*Task objective:* Recast every line of the listing below as a Markdown table with two columns, Row and Line. Put the row number in Row and the text in Line, and leave out blank lines.

*Material for this exercise:*
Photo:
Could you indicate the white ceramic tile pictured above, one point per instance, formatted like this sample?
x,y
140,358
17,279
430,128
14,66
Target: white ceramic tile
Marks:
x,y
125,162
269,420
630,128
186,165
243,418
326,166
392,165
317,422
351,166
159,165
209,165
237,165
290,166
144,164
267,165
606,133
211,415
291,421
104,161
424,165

*Task result:*
| Row | Line |
|---|---|
| 1 | Photo: |
| 2 | Could you indicate the white ceramic tile pictured above, one point per instance, formatted like this sample? |
| 3 | x,y |
| 4 | 140,358 |
| 5 | 17,279 |
| 6 | 430,128 |
| 7 | 14,66 |
| 8 | Target: white ceramic tile |
| 9 | Marks: |
| 10 | x,y |
| 11 | 125,162 |
| 12 | 269,420 |
| 13 | 630,128 |
| 14 | 186,165 |
| 15 | 243,418 |
| 16 | 326,166 |
| 17 | 392,165 |
| 18 | 317,422 |
| 19 | 351,166 |
| 20 | 159,165 |
| 21 | 209,165 |
| 22 | 237,165 |
| 23 | 290,166 |
| 24 | 144,164 |
| 25 | 267,165 |
| 26 | 606,133 |
| 27 | 211,415 |
| 28 | 291,421 |
| 29 | 104,161 |
| 30 | 424,165 |